[Rows from a pointing dataset]
● ● ●

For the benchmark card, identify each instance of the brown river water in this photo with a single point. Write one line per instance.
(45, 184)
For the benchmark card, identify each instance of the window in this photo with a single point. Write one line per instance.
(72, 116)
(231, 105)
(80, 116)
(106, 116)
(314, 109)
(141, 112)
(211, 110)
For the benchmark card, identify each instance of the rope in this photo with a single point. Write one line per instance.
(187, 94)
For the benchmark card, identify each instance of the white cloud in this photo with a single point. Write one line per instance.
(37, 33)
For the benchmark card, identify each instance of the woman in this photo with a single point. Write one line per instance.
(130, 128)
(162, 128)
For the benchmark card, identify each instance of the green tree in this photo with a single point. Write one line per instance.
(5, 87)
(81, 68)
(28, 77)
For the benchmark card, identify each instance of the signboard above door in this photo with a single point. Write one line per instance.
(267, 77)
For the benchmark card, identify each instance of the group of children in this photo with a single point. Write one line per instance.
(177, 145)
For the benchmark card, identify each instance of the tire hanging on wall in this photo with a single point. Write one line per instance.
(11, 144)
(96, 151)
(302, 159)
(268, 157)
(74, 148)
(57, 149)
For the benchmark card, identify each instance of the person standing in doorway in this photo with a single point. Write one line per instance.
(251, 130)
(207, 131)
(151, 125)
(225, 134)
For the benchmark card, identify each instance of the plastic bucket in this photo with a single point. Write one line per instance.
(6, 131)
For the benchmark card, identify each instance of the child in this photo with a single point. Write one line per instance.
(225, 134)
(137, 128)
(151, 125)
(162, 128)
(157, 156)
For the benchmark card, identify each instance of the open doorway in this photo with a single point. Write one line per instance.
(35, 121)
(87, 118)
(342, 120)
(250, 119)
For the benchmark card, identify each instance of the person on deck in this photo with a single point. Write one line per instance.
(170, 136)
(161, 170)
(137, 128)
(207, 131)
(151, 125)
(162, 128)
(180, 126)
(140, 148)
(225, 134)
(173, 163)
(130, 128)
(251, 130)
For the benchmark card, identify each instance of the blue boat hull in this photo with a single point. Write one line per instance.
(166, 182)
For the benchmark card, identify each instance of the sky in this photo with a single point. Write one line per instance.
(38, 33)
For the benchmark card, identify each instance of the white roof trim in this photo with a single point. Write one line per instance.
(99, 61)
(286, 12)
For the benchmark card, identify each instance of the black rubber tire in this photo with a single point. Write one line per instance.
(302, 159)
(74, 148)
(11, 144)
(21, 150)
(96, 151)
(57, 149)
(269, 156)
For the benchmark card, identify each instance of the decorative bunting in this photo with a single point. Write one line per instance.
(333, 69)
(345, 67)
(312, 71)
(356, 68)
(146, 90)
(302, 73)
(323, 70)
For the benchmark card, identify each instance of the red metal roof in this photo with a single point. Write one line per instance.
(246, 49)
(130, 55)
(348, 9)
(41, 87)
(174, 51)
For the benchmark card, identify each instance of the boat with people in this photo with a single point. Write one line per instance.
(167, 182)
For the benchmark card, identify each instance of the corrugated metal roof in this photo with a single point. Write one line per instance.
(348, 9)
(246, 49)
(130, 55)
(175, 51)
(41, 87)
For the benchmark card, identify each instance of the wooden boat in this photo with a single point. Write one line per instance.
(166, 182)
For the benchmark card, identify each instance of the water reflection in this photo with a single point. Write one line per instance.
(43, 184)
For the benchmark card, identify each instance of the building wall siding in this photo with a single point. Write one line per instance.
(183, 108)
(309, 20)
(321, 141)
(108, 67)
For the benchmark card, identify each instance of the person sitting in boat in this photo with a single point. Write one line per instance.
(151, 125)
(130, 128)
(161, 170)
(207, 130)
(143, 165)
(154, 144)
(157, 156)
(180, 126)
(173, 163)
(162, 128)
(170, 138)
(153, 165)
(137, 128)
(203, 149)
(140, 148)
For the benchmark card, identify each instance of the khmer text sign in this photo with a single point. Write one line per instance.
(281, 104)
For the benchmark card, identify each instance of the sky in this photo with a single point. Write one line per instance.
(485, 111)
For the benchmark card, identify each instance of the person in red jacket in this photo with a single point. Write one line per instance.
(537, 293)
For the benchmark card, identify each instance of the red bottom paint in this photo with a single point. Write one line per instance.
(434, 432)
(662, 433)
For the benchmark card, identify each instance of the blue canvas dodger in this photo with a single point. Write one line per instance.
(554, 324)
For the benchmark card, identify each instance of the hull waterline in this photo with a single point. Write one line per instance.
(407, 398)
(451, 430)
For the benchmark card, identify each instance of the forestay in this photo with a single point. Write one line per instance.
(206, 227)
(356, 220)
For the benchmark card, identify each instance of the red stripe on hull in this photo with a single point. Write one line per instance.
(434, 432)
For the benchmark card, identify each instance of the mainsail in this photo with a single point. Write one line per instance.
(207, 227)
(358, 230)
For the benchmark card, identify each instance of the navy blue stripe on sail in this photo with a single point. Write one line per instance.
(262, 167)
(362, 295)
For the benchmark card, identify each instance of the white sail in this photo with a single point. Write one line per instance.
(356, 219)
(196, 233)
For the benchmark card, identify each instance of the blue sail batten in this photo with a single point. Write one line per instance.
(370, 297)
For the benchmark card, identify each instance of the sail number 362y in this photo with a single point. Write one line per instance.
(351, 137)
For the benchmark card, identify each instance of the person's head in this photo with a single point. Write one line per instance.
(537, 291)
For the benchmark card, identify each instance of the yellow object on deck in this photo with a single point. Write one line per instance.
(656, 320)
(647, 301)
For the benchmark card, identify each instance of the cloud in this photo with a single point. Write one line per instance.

● ● ●

**Your task**: Reproduce every line from the one containing "For the benchmark card, identify each instance of the blue sail" down to the end of the records above. Shift each point coordinate by adding 53 to both values, and leave all other text unchanged.

**Answer to this exercise**:
For the benchmark card, identify each instance of the blue sail batten in this photo with a single point. Write one line per instance.
(423, 350)
For the benchmark card, identify each instance of the sail number 362y in this photo with a single point. Write one line per instance.
(404, 190)
For the benchmark card, identify each instance of the person's head in this photo with a single point. Write one line per instance.
(590, 344)
For the benchmark card, identify each instance of the yellow object on deck in this photo with a single point. Write one line per instance.
(709, 373)
(700, 354)
For the benchmark card, identify each instance of the cloud in this photo with a single point. Write one line per instance.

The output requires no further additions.